> Aim of the task
Copy out, unchanged, the lines of the records below, starting with the line that contains "Target: hazy horizon" and going on through the end of the records. Include that first line and write out nothing else.

> Data for this exercise
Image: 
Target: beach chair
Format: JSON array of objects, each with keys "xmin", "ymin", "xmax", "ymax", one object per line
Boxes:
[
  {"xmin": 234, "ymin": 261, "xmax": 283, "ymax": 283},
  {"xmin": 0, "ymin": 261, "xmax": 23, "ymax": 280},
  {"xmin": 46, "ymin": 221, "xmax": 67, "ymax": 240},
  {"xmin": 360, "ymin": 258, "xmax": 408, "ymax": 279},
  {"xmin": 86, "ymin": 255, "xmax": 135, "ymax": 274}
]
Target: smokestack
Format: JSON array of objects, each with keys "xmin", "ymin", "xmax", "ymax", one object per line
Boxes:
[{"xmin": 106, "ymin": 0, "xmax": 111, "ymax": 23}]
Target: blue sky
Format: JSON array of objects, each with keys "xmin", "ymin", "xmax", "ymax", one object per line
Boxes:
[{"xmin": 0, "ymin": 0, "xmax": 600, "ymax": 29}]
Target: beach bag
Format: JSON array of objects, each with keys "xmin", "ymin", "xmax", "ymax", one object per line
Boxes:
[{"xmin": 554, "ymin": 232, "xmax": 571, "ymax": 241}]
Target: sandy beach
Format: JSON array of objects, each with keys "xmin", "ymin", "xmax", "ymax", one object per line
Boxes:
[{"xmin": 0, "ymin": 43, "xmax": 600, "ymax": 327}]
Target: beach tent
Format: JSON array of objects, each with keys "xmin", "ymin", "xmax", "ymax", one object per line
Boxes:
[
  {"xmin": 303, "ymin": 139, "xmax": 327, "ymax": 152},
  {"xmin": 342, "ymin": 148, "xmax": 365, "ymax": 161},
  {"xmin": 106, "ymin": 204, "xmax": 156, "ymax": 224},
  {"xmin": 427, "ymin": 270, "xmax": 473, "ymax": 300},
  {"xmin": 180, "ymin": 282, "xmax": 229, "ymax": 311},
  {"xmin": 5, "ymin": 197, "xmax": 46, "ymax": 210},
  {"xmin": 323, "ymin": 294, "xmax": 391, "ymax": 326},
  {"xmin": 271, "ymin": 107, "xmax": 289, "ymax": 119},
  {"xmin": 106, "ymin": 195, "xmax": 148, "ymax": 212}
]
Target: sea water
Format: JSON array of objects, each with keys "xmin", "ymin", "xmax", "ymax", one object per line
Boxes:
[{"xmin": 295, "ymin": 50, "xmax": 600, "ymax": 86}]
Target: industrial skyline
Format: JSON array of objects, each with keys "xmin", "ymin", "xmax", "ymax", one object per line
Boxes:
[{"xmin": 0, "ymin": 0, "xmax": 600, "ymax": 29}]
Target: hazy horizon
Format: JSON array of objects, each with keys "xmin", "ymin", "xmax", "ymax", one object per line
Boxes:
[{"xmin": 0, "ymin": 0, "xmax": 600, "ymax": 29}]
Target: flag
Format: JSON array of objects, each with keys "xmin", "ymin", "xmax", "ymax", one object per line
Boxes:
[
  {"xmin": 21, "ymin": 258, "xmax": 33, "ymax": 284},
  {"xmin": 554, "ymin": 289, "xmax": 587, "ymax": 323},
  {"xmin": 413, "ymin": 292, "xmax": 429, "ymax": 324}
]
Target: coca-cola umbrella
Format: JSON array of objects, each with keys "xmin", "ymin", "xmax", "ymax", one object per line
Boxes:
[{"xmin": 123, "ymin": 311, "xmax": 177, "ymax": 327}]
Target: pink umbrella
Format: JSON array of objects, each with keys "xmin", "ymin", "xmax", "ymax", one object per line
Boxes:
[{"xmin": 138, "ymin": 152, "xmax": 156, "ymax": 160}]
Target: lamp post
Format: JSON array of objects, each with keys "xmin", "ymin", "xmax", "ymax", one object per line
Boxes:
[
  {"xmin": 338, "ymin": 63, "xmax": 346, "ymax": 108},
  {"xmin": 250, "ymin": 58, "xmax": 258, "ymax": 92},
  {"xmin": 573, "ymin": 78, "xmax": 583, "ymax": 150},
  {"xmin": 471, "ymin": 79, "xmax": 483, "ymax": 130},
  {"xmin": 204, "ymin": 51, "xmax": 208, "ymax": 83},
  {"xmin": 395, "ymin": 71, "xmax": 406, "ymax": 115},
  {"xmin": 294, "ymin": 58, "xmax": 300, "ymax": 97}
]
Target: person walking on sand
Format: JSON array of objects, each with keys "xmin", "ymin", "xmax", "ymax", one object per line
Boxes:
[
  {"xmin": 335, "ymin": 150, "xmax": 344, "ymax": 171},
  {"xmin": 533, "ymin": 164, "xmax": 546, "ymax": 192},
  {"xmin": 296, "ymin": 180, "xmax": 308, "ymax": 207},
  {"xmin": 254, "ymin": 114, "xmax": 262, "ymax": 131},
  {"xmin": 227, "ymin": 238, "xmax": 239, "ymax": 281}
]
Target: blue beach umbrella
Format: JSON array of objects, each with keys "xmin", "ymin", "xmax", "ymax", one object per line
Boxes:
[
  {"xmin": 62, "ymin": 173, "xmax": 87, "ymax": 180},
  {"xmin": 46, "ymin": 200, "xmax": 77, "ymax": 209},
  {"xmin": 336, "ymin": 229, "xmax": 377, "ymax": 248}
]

> Answer below
Target: hazy horizon
Format: JSON array of objects, each with keys "xmin", "ymin", "xmax", "ymax", one object per line
Boxes:
[{"xmin": 0, "ymin": 0, "xmax": 600, "ymax": 29}]
Target: flag
Format: JSON array of objects, each with keys "xmin", "ymin", "xmax", "ymax", one object per line
Boxes:
[
  {"xmin": 21, "ymin": 258, "xmax": 33, "ymax": 284},
  {"xmin": 554, "ymin": 289, "xmax": 587, "ymax": 323},
  {"xmin": 413, "ymin": 292, "xmax": 429, "ymax": 324}
]
Target: coca-cola umbrella
Format: JSON array of objects, each with keys "xmin", "ymin", "xmax", "ymax", one object per line
Boxes:
[{"xmin": 123, "ymin": 311, "xmax": 177, "ymax": 327}]
Target: pink umbrella
Format: JSON array of objects, each with keys "xmin", "ymin", "xmax", "ymax", one object per line
Boxes:
[{"xmin": 138, "ymin": 152, "xmax": 156, "ymax": 160}]
Target: lamp post
Format: JSON array of objects, each with keys "xmin", "ymin", "xmax", "ymax", one object per line
Boxes:
[
  {"xmin": 338, "ymin": 63, "xmax": 346, "ymax": 108},
  {"xmin": 250, "ymin": 58, "xmax": 258, "ymax": 92},
  {"xmin": 573, "ymin": 78, "xmax": 583, "ymax": 150},
  {"xmin": 471, "ymin": 79, "xmax": 483, "ymax": 130},
  {"xmin": 204, "ymin": 51, "xmax": 208, "ymax": 83},
  {"xmin": 395, "ymin": 71, "xmax": 406, "ymax": 115},
  {"xmin": 294, "ymin": 58, "xmax": 300, "ymax": 97}
]
Target: person walking on sand
Format: JSON array of objects, each with keys "xmin", "ymin", "xmax", "ymax", one object per line
Boxes:
[
  {"xmin": 335, "ymin": 150, "xmax": 344, "ymax": 171},
  {"xmin": 533, "ymin": 164, "xmax": 546, "ymax": 192},
  {"xmin": 296, "ymin": 180, "xmax": 308, "ymax": 207},
  {"xmin": 254, "ymin": 114, "xmax": 262, "ymax": 131},
  {"xmin": 227, "ymin": 238, "xmax": 239, "ymax": 281}
]
Target: blue beach umbrella
Format: JSON array of objects, each with keys "xmin", "ymin", "xmax", "ymax", one object per line
Boxes:
[
  {"xmin": 62, "ymin": 173, "xmax": 87, "ymax": 180},
  {"xmin": 46, "ymin": 200, "xmax": 77, "ymax": 209},
  {"xmin": 336, "ymin": 229, "xmax": 377, "ymax": 248}
]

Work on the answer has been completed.